**TASK TO CARRY OUT**
Reproduce the material below line for line, keeping every character unchanged.
** Start MATERIAL **
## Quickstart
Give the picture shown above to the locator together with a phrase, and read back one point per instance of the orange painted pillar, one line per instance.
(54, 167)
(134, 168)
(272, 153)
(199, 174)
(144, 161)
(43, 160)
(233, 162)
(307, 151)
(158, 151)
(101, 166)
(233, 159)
** End MATERIAL **
**THE OUTPUT**
## Quickstart
Give the picture shown above to the locator together with a phrase, and read back one point per instance of the orange painted pillar, one line per instance.
(54, 167)
(134, 168)
(272, 153)
(199, 174)
(144, 161)
(43, 160)
(233, 162)
(307, 151)
(158, 151)
(101, 166)
(233, 159)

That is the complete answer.